Ziel der Übung:
Beantworten Sie mithilfe des Textauszugs diese Fragen:
1. Welche Lebensdaten werden für Ludwig van Beethoven genannt?
2. Welche beiden Gattungen verbindet John Neumeier im „Beethoven-Projekt“?
3. In welchen Farben ist die Wand auf der Bühne Heinrich Trögers gehalten?

Textauszug:
.....

Hamburg. John Neumeiers „Beethoven-Projekt“ ist ein Abend voller Dramatik, Erhabenheit und tänzerischer Schönheit.
Eine gebeutelte Künstlerseele ist er, dieser Ludwig van Beethoven (1770–1827). Aleix Martínez schlingt seinen drahtigen Körper um ein Bein des Flügels. Einmal kriecht er sogar in das aufgeklappte Instrument hinein. Dann wieder ergeht er sich in verzerrten, verzweifelten roboterartigen Bewegungen und abrupten Sprüngen. John Neumeier hat mit der Uraufführung des „Beethoven-Projekts“ einen Abend kreiert, in dem er dem Großmeister der Wiener Klassik auf mehreren Ebenen ein Denkmal setzt. Verdient erhielten sein fulminant tanzender Hauptdarsteller und das ganze Corps de Ballett lang anhaltenden Applaus. Die Uraufführung lieferte zugleich einen glanzvollen Auftakt zu den 44. Hamburger Ballett-
Tagen.
Im „Beethoven-Projekt“ verbindet John Neumeier seine bevorzugten Gattungen, das Handlungsballett und das Sinfonische Ballett. Vor der kargen, nur mit roter und grauer Wand und Flügel bestückten Bühne Heinrich Trögers erklingen in trübem Licht zunächst Beethoven-Fragmente. Martínez, der hier in seiner ersten große Solorolle mit schier unbändiger kreativer Energie, Ausdrucksstärke und Sprungkraft begeistert, tritt mit bloßem Oberkörper und Halsmanschette als Wiedergänger des Komponisten auf. Die Atmosphäre ist traumartig. In seinem fragenden Gesichtsausdruck formen sich Ideen zu Notenlinien, zu Klängen, gleiten in seine Finger, die er immer wieder rhythmisch bewegt.

.....

Datenauszug:
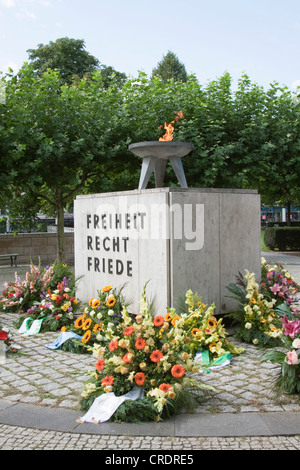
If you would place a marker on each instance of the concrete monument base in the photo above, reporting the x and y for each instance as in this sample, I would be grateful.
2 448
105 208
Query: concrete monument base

.....

Lösung:
1. 1770–1827
2. Das Handlungsballett und das Sinfonische Ballett
3. In Rot und Grau